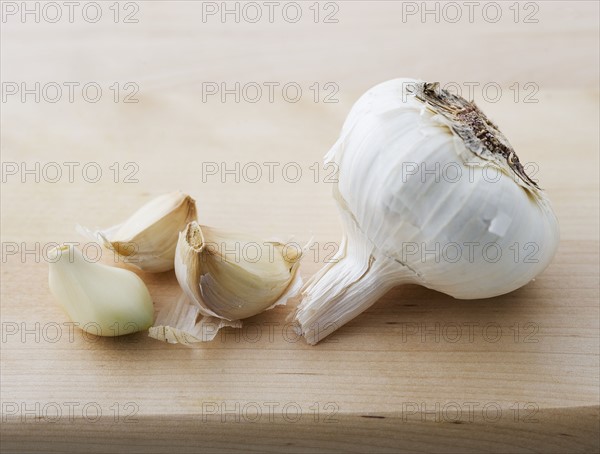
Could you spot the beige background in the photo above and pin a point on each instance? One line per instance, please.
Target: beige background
(372, 368)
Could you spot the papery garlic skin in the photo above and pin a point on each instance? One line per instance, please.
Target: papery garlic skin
(148, 238)
(388, 211)
(232, 275)
(100, 299)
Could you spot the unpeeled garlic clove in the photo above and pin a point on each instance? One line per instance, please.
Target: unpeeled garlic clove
(234, 276)
(148, 238)
(100, 299)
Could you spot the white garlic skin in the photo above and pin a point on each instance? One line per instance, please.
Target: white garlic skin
(100, 299)
(386, 129)
(148, 238)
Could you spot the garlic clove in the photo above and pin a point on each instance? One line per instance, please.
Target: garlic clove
(100, 299)
(149, 237)
(232, 275)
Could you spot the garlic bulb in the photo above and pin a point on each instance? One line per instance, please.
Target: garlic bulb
(234, 276)
(482, 229)
(102, 300)
(148, 238)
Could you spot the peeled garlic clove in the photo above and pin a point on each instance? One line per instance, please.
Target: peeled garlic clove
(234, 276)
(100, 299)
(148, 238)
(406, 222)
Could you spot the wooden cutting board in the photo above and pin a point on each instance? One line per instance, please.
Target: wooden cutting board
(419, 371)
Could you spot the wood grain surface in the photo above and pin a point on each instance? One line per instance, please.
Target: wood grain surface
(419, 371)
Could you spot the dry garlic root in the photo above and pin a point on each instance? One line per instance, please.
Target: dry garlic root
(389, 210)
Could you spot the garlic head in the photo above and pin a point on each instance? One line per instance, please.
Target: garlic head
(466, 234)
________
WORK REQUIRED
Reproduce the data above line for line, excluding every picture.

RESULT OF THIS TASK
Could you spot the beige background in the photo above and pin a point on each instance? One line per instance, please.
Target: beige background
(372, 368)
Could you spot the papery garlic skin in the photo above and pin a point on each instance? One line per instance, please.
Target: papery garlic skin
(148, 238)
(388, 211)
(232, 275)
(100, 299)
Could you spot the unpeeled garlic clove in the photo above and pin a point on each instance? One line per instance, please.
Target: unpeeled garlic clove
(234, 276)
(148, 238)
(100, 299)
Could you spot the white garlic skin in the photo above and pin a point on each instance? One line per instance, please.
Target: white garlic skin
(100, 299)
(386, 129)
(148, 238)
Could you spot the garlic clove in the photo above and pin a point on each instance? One line per instance, please.
Target: garlic clove
(100, 299)
(149, 237)
(232, 275)
Could you spot the garlic bulb in the photo above and pin a point on each instance? One line per instance, please.
Target: garlic bulb
(234, 276)
(482, 229)
(102, 300)
(148, 238)
Could you spot the peeled garlic clove in the photo above and pin a point on each instance? One line per instance, please.
Target: peeled garlic clove
(234, 276)
(100, 299)
(148, 238)
(406, 222)
Could you spot the wooden cutting board in the photo above and pin a point on each instance? One line per instance, please.
Target: wooden cutting board
(419, 371)
Could you spot the wood grain surface in the photo above and pin a point on each instance? One line per instance, please.
Target: wood grain surface
(419, 371)
Could you spot the dry garlic root in the photo above and pin a point on each instance? One line per instance, please.
Target: dry garlic root
(389, 210)
Could you spot the garlic head in the photo above and pin a point on each instance? One line per instance, please.
Target: garlic head
(466, 234)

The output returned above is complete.